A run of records

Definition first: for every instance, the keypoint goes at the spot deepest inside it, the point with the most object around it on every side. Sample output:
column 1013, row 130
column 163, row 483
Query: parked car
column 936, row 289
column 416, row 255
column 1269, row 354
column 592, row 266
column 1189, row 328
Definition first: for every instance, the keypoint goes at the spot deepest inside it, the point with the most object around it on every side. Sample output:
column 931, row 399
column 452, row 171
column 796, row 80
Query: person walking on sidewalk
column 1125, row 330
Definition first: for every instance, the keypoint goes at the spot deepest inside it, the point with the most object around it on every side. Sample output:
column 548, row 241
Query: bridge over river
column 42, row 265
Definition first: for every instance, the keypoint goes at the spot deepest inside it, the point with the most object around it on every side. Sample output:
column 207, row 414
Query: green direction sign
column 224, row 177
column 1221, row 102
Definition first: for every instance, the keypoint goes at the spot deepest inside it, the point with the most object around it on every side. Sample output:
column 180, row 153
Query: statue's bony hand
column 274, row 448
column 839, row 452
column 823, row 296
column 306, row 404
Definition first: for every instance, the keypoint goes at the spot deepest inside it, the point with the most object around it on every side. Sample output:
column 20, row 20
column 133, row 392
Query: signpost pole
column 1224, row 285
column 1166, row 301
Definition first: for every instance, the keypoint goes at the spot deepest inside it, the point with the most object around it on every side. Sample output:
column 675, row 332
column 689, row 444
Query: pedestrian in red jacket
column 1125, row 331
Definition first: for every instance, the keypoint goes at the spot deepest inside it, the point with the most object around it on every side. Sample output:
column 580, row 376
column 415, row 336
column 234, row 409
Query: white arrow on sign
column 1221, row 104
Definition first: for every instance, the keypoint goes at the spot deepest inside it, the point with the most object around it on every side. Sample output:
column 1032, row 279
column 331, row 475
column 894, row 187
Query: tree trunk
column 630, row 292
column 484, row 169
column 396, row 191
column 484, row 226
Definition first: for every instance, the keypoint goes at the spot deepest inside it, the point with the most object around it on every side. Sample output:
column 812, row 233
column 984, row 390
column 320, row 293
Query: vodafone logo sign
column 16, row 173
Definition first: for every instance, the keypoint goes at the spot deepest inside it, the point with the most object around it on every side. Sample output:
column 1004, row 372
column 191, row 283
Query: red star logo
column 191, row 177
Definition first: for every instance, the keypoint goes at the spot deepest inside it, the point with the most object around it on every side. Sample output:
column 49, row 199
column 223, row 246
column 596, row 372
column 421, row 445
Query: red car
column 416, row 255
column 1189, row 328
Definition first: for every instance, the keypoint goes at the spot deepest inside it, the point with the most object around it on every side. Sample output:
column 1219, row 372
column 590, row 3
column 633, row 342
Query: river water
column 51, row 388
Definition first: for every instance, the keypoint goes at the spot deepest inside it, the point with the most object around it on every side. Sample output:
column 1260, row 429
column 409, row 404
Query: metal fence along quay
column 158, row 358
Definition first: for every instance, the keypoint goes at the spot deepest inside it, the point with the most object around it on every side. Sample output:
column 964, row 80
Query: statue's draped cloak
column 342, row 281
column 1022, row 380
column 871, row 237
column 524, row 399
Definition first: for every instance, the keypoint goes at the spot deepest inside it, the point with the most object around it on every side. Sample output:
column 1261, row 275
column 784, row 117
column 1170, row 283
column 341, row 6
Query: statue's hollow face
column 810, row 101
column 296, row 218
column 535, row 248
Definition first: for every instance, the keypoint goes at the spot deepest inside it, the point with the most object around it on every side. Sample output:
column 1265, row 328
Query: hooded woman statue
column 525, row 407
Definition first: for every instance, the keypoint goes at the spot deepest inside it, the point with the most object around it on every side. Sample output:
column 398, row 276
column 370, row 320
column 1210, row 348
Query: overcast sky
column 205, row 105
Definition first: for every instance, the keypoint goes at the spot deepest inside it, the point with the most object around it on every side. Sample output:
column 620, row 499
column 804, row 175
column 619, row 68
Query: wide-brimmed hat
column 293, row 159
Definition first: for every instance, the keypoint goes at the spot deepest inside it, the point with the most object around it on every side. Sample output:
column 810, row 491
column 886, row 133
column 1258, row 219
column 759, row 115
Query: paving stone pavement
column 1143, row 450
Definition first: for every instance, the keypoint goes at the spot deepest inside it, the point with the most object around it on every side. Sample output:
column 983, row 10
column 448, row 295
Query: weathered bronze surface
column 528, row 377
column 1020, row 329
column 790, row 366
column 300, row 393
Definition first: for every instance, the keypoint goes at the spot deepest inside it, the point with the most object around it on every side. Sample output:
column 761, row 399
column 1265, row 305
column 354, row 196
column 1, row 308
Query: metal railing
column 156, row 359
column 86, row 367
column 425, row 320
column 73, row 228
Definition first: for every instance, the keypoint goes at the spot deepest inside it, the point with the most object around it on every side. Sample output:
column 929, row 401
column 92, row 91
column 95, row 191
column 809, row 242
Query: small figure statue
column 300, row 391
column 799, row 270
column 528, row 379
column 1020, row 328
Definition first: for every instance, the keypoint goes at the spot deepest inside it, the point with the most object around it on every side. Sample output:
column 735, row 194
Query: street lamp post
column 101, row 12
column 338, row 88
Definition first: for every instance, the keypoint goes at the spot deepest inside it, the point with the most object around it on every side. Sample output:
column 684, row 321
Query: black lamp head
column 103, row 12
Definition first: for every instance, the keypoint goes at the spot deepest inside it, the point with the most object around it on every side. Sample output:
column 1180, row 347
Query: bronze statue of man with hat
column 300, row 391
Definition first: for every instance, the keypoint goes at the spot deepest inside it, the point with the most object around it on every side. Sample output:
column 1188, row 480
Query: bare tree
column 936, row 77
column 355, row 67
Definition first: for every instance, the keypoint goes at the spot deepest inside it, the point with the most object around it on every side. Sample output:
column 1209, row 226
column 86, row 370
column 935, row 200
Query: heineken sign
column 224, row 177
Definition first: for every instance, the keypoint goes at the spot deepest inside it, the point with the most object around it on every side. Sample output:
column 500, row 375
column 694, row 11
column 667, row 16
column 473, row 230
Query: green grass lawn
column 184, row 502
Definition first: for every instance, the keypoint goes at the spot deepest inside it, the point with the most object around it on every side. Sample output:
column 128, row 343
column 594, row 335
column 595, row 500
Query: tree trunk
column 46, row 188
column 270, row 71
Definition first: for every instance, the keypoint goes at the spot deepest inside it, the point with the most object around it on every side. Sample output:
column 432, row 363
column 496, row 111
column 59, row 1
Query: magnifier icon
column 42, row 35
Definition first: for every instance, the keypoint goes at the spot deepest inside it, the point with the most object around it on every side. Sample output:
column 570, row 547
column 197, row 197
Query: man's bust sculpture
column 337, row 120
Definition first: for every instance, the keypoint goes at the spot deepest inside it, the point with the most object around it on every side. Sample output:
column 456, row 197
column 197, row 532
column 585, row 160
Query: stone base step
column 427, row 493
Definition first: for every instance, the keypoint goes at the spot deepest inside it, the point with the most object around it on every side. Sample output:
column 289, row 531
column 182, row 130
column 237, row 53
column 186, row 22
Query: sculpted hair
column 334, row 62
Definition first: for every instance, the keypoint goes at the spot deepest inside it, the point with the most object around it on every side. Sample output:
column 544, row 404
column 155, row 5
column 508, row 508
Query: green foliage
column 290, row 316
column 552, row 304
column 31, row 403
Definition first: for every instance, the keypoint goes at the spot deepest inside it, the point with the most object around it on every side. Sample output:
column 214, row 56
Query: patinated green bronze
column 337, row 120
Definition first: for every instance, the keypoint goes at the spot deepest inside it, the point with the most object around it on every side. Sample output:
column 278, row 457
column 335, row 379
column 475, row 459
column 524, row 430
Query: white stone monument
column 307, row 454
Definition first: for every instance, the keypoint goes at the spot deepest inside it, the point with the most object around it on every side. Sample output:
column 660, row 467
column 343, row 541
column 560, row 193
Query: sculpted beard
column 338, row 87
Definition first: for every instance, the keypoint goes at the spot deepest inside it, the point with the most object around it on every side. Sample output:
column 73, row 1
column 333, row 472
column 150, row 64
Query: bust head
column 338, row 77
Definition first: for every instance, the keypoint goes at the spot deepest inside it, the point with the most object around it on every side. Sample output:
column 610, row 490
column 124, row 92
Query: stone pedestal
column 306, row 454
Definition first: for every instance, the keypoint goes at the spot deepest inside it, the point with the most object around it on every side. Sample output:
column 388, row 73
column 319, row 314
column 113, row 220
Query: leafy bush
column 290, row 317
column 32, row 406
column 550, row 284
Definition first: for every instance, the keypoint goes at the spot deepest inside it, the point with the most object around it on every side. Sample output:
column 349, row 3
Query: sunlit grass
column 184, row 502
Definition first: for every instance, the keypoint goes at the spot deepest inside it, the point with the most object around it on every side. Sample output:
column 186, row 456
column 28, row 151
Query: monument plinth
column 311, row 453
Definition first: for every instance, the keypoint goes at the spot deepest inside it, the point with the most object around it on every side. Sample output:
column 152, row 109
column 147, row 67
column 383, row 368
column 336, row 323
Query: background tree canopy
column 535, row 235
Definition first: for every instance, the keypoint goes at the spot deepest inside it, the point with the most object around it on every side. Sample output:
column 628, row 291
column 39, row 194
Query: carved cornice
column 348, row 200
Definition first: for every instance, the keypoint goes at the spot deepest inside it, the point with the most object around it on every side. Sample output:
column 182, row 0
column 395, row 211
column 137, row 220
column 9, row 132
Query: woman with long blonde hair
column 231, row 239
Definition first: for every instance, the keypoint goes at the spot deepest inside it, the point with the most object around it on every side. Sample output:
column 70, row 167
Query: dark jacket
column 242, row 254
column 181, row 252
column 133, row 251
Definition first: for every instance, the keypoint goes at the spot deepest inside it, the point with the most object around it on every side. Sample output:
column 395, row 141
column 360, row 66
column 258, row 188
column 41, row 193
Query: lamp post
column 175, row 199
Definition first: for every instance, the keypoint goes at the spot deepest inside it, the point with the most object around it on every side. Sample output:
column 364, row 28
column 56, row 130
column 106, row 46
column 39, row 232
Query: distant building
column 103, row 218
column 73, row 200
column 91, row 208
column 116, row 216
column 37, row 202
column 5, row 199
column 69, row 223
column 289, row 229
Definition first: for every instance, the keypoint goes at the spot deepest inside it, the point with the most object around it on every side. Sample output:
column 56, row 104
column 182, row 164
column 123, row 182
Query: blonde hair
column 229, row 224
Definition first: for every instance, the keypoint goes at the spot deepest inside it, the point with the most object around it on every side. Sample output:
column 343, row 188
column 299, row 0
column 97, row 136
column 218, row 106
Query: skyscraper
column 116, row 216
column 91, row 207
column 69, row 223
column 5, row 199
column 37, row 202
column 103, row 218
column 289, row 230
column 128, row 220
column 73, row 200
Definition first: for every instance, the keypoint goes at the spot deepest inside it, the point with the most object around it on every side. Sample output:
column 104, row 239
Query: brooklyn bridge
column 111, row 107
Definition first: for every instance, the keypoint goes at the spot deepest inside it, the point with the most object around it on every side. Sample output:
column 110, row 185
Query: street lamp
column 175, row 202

• **Exercise**
Pull out each line from the entries above that contains the word "statue", and copy those lines.

• **Response to this task**
Query: statue's bony hand
Query: statue's draped cloak
Query: statue's hollow face
Query: hooded woman statue
Query: small figure statue
Query: bronze statue of man with hat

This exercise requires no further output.